§ Prompt 1:
Gather every line of the entries below that contains the word "white".

§ Document section:
↓↓↓

The acts for which the director of the company can be held liable are as follow:

  • Breach of any duty expected out of the profession
  • Fraud or embezzlement of property or a legal right
  • Disclosure of confidential information of the company
  • Breach of obligation generated under company’s responsibility
  • Failure to comply with health and safety measures that may result in a serious incident
  • Cheque is drawn in bad faith

Penalty and Criminal Liability of a Director of a Company

Documents and Information- the director of a company is obliged to provide the document and information of the company to the auditor or the company and the ministry of the authority.

In case they fail to provide such information or conceal such information or provide misleading information, the director will be held liable for a fine that is a minimum of AED 100,000 and a maximum of AED 300,000. 

Distribution of profit and interests to shareholder– the director has to distribute the profit and interest of the company with the shareholder complying with the Companies Law or the Article or Memorandum of the Company.

In case they distribute it in contravention of the law, they are liable to be punished for imprisonment between 6 months to 3 years and/or a fine between AED 50,000 and AED 500,000. 

Disclosure of Confidential Information– the director gets to have much confidential information about the company and it is his duty not to disclose it to others as it would harm the business of the company.

If the director discloses any such information or intentionally causes damage to the company business, then he will be punished with imprisonment for up to 6 months and/or a fine between AED 50,000 and 500,000. 

Participation with other entities– if the director of the company gets involved with another entity that might influence the price of the securities issued by the company, then he is liable and can be punished for up to 6 months and/or a fine between AED 1,000,000 and AED 10,000,000. 

Insolvency– the director of the company is under civil as well as criminal liability when a company goes under the insolvency process. It comes under the general duties of the director.

↑↑↑

§ Data shown:
↓↓↓

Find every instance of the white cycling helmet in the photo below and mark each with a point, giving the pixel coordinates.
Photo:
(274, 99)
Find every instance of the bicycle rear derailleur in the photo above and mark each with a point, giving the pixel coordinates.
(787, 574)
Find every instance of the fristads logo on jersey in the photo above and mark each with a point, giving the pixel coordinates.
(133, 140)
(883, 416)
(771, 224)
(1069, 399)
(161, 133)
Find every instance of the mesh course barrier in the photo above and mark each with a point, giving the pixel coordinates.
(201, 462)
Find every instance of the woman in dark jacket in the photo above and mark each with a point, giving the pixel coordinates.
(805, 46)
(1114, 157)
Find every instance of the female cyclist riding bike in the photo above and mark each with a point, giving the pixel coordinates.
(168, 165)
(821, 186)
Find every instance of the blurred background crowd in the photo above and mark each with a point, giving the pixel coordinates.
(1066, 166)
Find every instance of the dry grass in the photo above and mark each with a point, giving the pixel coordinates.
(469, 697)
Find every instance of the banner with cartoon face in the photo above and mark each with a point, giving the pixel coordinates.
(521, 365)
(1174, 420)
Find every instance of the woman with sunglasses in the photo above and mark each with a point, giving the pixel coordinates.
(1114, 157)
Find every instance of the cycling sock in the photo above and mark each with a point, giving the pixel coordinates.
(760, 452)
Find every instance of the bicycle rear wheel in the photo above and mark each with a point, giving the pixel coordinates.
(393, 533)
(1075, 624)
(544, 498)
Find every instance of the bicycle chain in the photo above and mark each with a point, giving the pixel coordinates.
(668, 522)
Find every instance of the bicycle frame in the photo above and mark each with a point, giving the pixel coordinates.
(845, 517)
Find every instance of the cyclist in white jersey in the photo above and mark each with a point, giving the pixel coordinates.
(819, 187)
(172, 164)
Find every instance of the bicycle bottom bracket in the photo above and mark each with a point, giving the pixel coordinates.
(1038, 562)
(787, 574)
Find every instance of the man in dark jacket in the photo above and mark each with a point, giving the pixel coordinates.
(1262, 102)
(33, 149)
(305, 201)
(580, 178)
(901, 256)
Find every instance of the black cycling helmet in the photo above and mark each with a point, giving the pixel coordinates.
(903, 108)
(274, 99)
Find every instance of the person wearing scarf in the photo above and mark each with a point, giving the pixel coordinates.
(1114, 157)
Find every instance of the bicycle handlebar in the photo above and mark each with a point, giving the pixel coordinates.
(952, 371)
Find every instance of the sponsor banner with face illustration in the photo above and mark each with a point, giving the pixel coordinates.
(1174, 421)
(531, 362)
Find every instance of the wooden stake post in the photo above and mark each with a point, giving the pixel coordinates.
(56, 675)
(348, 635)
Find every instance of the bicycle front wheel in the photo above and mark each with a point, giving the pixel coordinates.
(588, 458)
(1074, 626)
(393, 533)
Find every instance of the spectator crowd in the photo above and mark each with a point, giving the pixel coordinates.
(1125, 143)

↑↑↑

§ Prompt 2:
Proceed with the passage on company directors' liability above, picking up after its final sentence.

§ Task answer 1:
Find every instance of the white cycling helmet in the photo below and mark each with a point, giving the pixel coordinates.
Find every instance of the cyclist in white jersey in the photo above and mark each with a point, giving the pixel coordinates.

§ Task answer 2:
The director must file for bankruptcy within 30 days of the date of suspension of the payment of debts. If he fails to perform this duty, then he is personally liable for any bankruptcy of the company.

Dubai

Under Article 882 of the Commercial Transaction Law, the directors are subject to custodial sentence if they don’t supply the information requested by the court or trustee in bankruptcy.

They are subject to custody if they sell the company’s assets at lesser than the original value due to a delay in the declaration of the bankruptcy of the company. 

Under Article 144 of the Bankruptcy Law, the director may be directed by the court order to pay the debt of a bankrupt company where the asset of the company is insufficient to settle at least 20% of its debts.

Liability of Director Under The Civil Code

There are various restrictions imposed on the performance of director duties under the Memorandum of a company and other documents. Apart from all those restrictions, the Civil Code which is also known as limits of custom provides that the court may deem any action of the director as exceeding ‘limits of custom’ and the director would be held liable under the Civil Code. There is no specific definition of limits of custom and it is interpreted by the court on case to case basis. 

Who can initiate a proceeding against the Director?

In case of any wrongdoing by the director, he is liable towards the company, shareholders, and third parties. 

Under Article 166 of the CCL, each shareholder may individually pursue a liability claim against the board of directors of the Company if not filed by the Company, provided that the error may cause damage to him personally as a shareholder and that such shareholder shall notify the Company of his intention to pursue the claim. The claim is limited to the damage only.

The shareholder cannot claim for a specific performance or declaratory relief against the director. The shareholder has to proof that the director has acted in bad faith or gross negligence and such an act is detrimental to the interest of the company. A strict burden of proof lies with the claimant shareholder against the director of the company. 

In case the company fails to file for insolvency when their debts become overdue, the creditors can bring a claim on this ground under Article 162(1) of the Commercial Companies Law. 

In case there is a dishonored cheque due to insufficient funds maintained by the director, a suit can be initiated under Bankruptcy law by the cheque holder/creditor who is the unsecured creditor.

If the company fails to distribute declared profit to the shareholders, the shareholders can initiate a claim against the company as well as the director of the company if the director has committed an act of gross negligence and/or a serious mistake.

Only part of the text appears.